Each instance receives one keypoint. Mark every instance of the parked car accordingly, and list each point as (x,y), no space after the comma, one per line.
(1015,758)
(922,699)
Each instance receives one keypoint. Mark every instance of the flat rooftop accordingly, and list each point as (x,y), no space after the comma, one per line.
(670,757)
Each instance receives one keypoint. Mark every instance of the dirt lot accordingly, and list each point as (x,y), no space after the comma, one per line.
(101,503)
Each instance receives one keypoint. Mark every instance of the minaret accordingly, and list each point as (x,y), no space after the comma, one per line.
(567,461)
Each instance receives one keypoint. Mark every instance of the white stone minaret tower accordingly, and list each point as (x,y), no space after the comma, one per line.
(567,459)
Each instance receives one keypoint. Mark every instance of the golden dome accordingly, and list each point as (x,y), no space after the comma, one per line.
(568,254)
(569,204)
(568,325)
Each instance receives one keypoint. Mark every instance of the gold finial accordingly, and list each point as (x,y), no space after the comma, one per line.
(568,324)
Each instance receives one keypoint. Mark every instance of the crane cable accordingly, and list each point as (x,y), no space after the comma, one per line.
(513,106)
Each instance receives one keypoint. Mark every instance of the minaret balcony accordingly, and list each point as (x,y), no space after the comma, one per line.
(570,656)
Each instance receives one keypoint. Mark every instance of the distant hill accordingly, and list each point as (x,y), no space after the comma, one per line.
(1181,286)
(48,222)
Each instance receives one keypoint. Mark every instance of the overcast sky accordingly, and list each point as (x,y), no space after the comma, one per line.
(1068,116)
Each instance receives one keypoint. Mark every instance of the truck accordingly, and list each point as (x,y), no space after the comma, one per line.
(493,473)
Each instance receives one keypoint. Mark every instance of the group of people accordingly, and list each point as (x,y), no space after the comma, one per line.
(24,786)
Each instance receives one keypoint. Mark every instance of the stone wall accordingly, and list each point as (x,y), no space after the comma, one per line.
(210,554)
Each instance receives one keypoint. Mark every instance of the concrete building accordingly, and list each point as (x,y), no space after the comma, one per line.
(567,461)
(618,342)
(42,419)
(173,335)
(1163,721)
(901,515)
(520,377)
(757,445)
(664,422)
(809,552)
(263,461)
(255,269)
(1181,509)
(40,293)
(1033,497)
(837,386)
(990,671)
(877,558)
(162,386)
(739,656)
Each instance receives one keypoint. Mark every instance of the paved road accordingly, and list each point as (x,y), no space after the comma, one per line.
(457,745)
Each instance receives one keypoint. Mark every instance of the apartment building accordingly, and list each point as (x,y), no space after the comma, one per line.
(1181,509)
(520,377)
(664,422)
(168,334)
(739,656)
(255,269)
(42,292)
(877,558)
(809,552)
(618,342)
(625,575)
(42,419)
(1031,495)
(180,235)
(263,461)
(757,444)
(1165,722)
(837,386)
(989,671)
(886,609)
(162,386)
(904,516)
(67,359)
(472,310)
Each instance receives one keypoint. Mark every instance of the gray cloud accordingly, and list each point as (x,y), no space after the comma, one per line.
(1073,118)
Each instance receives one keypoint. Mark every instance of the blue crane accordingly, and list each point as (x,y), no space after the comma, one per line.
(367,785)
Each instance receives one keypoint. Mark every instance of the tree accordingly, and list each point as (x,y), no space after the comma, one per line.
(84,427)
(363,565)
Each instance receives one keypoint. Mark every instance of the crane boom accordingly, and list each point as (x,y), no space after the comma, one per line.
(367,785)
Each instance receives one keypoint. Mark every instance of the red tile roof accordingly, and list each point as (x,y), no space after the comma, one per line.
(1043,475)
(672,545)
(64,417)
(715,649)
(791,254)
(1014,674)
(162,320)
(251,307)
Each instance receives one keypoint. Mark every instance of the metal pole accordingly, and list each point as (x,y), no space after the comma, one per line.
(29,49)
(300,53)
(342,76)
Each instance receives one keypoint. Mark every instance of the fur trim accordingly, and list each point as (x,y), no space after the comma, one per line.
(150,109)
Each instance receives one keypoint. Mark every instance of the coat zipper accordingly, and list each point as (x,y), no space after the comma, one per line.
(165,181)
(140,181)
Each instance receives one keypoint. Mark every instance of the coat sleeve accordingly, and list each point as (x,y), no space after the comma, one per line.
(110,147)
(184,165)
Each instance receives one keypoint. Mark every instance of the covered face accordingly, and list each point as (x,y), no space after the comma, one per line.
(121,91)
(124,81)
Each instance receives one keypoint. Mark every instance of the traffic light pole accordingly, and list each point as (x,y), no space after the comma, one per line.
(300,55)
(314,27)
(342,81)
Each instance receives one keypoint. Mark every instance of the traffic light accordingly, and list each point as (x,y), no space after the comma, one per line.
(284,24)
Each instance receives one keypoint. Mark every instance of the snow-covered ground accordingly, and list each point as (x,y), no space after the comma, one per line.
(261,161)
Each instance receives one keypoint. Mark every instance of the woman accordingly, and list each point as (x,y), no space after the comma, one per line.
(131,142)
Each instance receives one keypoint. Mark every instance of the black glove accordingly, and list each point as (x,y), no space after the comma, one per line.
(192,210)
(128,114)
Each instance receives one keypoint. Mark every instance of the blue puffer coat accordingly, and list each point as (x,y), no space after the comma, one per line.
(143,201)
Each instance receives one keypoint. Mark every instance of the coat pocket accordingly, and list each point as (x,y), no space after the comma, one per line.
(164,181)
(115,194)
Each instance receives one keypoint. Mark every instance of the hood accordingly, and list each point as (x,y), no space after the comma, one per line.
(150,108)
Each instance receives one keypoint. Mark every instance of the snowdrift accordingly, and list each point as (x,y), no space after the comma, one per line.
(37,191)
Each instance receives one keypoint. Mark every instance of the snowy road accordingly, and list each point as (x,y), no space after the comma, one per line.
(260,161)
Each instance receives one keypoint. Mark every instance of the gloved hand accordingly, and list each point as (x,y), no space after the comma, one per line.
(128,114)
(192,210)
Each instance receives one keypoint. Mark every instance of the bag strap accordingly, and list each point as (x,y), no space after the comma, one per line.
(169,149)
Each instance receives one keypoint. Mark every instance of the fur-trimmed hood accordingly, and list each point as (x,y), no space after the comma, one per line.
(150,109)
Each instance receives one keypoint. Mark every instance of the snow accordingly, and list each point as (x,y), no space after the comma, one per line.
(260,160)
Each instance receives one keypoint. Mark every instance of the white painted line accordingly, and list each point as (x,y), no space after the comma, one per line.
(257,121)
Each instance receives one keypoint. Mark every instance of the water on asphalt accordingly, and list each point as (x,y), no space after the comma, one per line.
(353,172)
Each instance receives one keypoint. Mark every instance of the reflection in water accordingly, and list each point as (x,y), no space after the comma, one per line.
--
Each line of the material must be restated exactly.

Each instance receives one keypoint. Mark every instance of the parked car accordingly, and list each point as (x,y), no space after the comma, one per line.
(1015,758)
(922,699)
Each instance receives one keypoint. Mark every instance of the flat rooftop accordingly, and list each point as (x,y), no space after the comma, one per line.
(670,757)
Each instance receives one keypoint. Mark every instance of the dirt lot accordingly, and list each point as (x,y), no space after the comma, one per line.
(101,503)
Each instance receives one keypoint. Mark every instance of the minaret accordingly, and list each point as (x,y), no space after the comma, one per line.
(567,461)
Each instance receives one keypoint. Mark every instance of the white stone minaret tower accordingly, and list each point as (x,y), no space after the comma, one per line.
(567,459)
Each instance receives one keypoint. Mark every instance of the golden dome accordingly, and list each point as (x,y), no space after the comma, one per line.
(568,254)
(569,204)
(568,325)
Each instance receives one keypoint. Mark every instance of the gold finial accordingly, and list each point as (x,y), no space after the comma, one per line.
(568,324)
Each instance receives one keypoint. Mark every instance of the crane cable accordingly, and list each point as (x,y), no space after the comma, one per line.
(513,106)
Each instance receives one keypoint. Mark every instance of the minaret balcony accordingly, and list each point as (x,y), no space after the comma, one per line.
(570,656)
Each instance receives one keypoint. Mark every instance of the distant hill accordingly, and list each point as (x,y), no space after the comma, one per line.
(1181,286)
(48,222)
Each instance receives one keypoint. Mark every instance of the overcast sky accordingly, and list each point as (x,y), no space after the comma, one per line.
(1068,116)
Each instance receives one keypoint. Mark every instance of the truck accordingly, and list each point as (x,y), no space after the comma, one per line.
(493,473)
Each instance receives one keypoint. Mark every instance of the group of people accordingly, and list each point as (x,y), no space after the comma, one per line.
(24,786)
Each instance receives one keypoint. Mark every instance of the stone wall accordingly, and list each point as (x,y), no space after the comma, one per line.
(210,554)
Each instance receives one keypoint. Mark every instance of the concrete building accordingly, and list each point as (x,y), no space after the comma, one per line.
(567,461)
(618,342)
(42,419)
(173,335)
(1163,721)
(901,515)
(520,377)
(757,445)
(664,422)
(809,552)
(263,461)
(255,269)
(1181,509)
(40,293)
(1033,497)
(837,386)
(990,671)
(877,558)
(162,386)
(739,656)
Each instance receives one keypoint. Mark every instance of the paved road accordingly, and list each point as (x,y), no space after the comma, one per line.
(457,745)
Each instance receives one keypoint. Mark every instance of the apartment building accordingly, and list each point as (x,y), no space after the comma, one per line.
(1181,509)
(520,377)
(664,422)
(168,334)
(739,656)
(255,269)
(42,292)
(877,558)
(809,552)
(618,342)
(625,575)
(42,419)
(1031,495)
(180,235)
(263,461)
(757,444)
(1165,722)
(837,386)
(989,671)
(886,609)
(162,386)
(904,516)
(67,359)
(472,310)
Each instance receives one keypoint. Mark every instance of the gray cloud accordingly, and list each point as (x,y), no space after the comma, one per line.
(1073,118)
Each instance receives one keypoint. Mark every instance of the blue crane accordingly, and list each point as (x,y), no space after the comma, one per line.
(367,785)
Each instance receives one keypoint. Mark every instance of the tree accordingly, and list each point as (x,y), no space after the comma, one per line.
(84,427)
(363,565)
Each instance receives one keypoint. Mark every instance of the crane boom accordingly, and list each point as (x,y), no space after the comma, one per line.
(367,785)
Each instance receives one keypoint. Mark every instance of the red tile roof accordingly, and list each point as (x,y), no space after the comma, one per line.
(1043,475)
(672,545)
(64,417)
(715,649)
(791,254)
(1014,674)
(162,320)
(251,307)
Each instance receives one keypoint. Mark every instance of the metal pole accordingly, and list each point as (x,y), no space after the comma, one per line.
(29,49)
(300,53)
(342,76)
Each instance receives one keypoint. Mark every instance of the fur trim accordingly, and list each point as (x,y), no space after the comma, one per line.
(150,109)
Each instance receives one keypoint. Mark every instance of the coat zipper accordingly, and list each point as (x,y), no space after the comma, one per line.
(165,181)
(140,181)
Each instance receives one keypoint. Mark every instance of the coat sleeve accordingly, and list each point as (x,y), no space after the comma, one per line.
(110,147)
(184,165)
Each instance receives one keypoint. Mark every instance of the covered face accordingly, and list each point as (x,y), no space after the comma, one per line.
(121,91)
(124,81)
Each instance receives one keypoint. Mark every instance of the traffic light pole accordingly, and list each point as (x,y), no space after the comma, one per line.
(300,55)
(314,27)
(342,81)
Each instance receives one keypoint. Mark every instance of the traffic light accordingly, and list each point as (x,y), no space after the comma, one per line.
(284,24)
Each instance receives one keypoint. Mark every instance of the snow-covered ground accordingly, and list each point as (x,y), no space after the comma, one per line.
(261,161)
Each instance receives one keypoint. Mark every instance of the woman accordingly, and list each point as (x,y), no space after the comma, one per line.
(131,142)
Each instance receives one keypoint. Mark every instance of the black glove accordingly, and list each point as (x,y), no space after the comma, one per line.
(192,210)
(128,114)
Each instance receives one keypoint. Mark every instance of the blue puffer coat accordingly, and list each point as (x,y), no space after the comma, one per line.
(143,201)
Each instance receives one keypoint. Mark every instance of the coat pocket accordingly, and list each point as (x,y), no space after the comma, one per line.
(164,181)
(115,194)
Each instance receives one keypoint. Mark every instance of the hood accordingly, and list each point as (x,y), no space after the comma, one per line.
(150,108)
Each instance receives one keypoint. Mark every instance of the snowdrift accordingly, and list each point as (x,y), no space after the comma, one per line.
(37,191)
Each instance receives one keypoint. Mark every instance of the snowy road accordingly, and list each point as (x,y), no space after the comma, one per line.
(260,161)
Each instance receives one keypoint. Mark every instance of the gloved hand accordingly, and list each point as (x,y), no space after the comma, one per line.
(128,114)
(192,210)
Each instance receives one keypoint. Mark every instance of the bag strap accordingly, and list each point as (x,y), no space after the comma, one per line.
(169,149)
Each instance receives one keypoint. Mark every instance of the fur-trimmed hood accordingly, and list each point as (x,y), no space after the comma, one per line.
(150,109)
Each instance receives one keypoint. Mark every instance of the snow accordingly, and list each point as (x,y), no space after the comma, one per line.
(260,160)
Each instance receives one keypoint. Mark every instance of the white painted line accordingly, and list each point as (x,y), no space after the comma, one per line.
(257,121)
Each instance receives one keypoint. Mark every instance of the water on asphalt accordingly, and list each point as (x,y), no space after the comma, one per line.
(353,172)
Each instance receives one keypoint. Mark every instance of the reflection in water accordingly, and list each point as (x,y), no space after the comma, one per line.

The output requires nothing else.